___ Extracted data
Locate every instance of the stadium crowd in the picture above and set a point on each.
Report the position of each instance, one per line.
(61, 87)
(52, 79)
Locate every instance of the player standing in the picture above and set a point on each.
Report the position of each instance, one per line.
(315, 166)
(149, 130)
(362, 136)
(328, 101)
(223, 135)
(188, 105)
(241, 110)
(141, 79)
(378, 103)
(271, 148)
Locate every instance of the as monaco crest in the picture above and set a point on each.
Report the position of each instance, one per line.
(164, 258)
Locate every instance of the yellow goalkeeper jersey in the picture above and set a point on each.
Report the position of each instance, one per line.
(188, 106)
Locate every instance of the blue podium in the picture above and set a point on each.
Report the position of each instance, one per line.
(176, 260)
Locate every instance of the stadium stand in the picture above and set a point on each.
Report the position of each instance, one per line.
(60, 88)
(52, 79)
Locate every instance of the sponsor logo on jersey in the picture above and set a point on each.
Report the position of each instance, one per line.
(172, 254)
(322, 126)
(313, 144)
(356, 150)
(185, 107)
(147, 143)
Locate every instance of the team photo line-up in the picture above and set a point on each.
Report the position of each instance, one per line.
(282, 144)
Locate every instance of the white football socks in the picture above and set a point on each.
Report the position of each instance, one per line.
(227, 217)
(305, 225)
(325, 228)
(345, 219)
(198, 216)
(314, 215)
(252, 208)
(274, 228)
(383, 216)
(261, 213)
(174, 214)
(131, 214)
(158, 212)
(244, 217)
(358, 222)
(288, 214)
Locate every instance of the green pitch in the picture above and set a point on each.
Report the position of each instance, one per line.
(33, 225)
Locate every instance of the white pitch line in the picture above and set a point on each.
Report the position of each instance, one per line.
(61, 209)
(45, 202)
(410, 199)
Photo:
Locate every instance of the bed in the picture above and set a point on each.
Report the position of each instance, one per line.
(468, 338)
______
§ **Goal**
Copy out all of the entries above, replacing "set a point on each" with "mark each one" wherever it appears and changing nothing else.

§ **Exercise response**
Locate every instance of the stadium crowd in the picture above and mark each one.
Report the position of each instance, one per line.
(61, 87)
(52, 79)
Locate every instance of the player standing in the picture above and mark each one.
Report the position of each instance, one per line.
(315, 166)
(149, 130)
(362, 136)
(328, 101)
(223, 135)
(188, 105)
(241, 110)
(141, 79)
(378, 103)
(271, 148)
Locate every instance of the as monaco crest in the picture above and mark each one.
Report the position of each instance, one per line.
(164, 258)
Locate every instance of the yellow goalkeeper jersey in the picture above and mark each one.
Report the position of each instance, one per line.
(188, 106)
Locate every instance of the blue podium in the picture above and mark each one.
Report the position of each instance, one per line.
(176, 260)
Locate every instance of the stadium stand in the picture above and mark each one.
Report the position of each instance, one per line.
(60, 88)
(52, 79)
Locate every instance of the sponsor logo on jersey in the picture above and mark each one.
Report the position of each instance, one per line.
(172, 254)
(322, 126)
(313, 144)
(356, 150)
(185, 107)
(147, 143)
Locate every instance of the team photo line-up in the picture above and mark each one.
Report the position of each instance, one per line.
(282, 144)
Locate every instance of the white football socks in the picture above and mark each one.
Report the position of each instance, one per line.
(227, 217)
(305, 225)
(325, 228)
(345, 219)
(198, 216)
(314, 215)
(252, 208)
(274, 228)
(383, 216)
(261, 213)
(174, 214)
(131, 214)
(158, 212)
(244, 217)
(358, 222)
(288, 214)
Locate every instance of the green pitch in the picture above and mark each one.
Report the position of each instance, one per line.
(33, 225)
Locate every instance of the white pitch line in the picture above and mark each one.
Report the position of each instance, one per line.
(61, 209)
(45, 202)
(410, 199)
Photo:
Locate every instance of the bed in the picture above and mark each one.
Report the position of each instance, one per line.
(468, 338)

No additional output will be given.